**Work to be completed:** Reproduce all of the lines below in full, moving every point by adding 146 to both its x and y coordinates. Omit the pictures.

Dataset excerpt

☆ ☆ ☆

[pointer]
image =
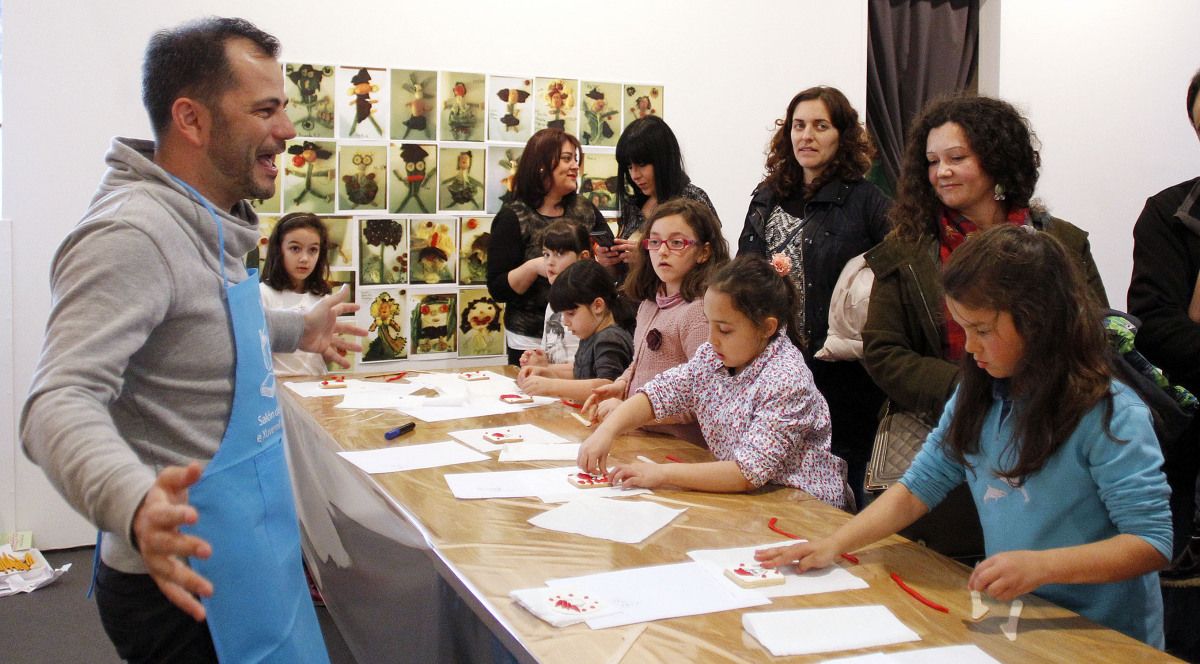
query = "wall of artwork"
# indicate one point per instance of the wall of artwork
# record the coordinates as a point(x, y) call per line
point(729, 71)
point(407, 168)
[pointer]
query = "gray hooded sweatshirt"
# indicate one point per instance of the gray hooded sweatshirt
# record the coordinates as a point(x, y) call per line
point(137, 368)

☆ ☆ ☆

**Exercise response:**
[pointer]
image =
query = "wall of artwork"
# indicate one point per instance of the wall of artwork
# record the coordinates as a point(x, y) call per line
point(875, 217)
point(553, 314)
[pointer]
query = "gray hooded sweatshirt"
# indicate one point per instance of the gray hooded sweatshirt
# record the coordinates as a point(x, y) call per line
point(283, 514)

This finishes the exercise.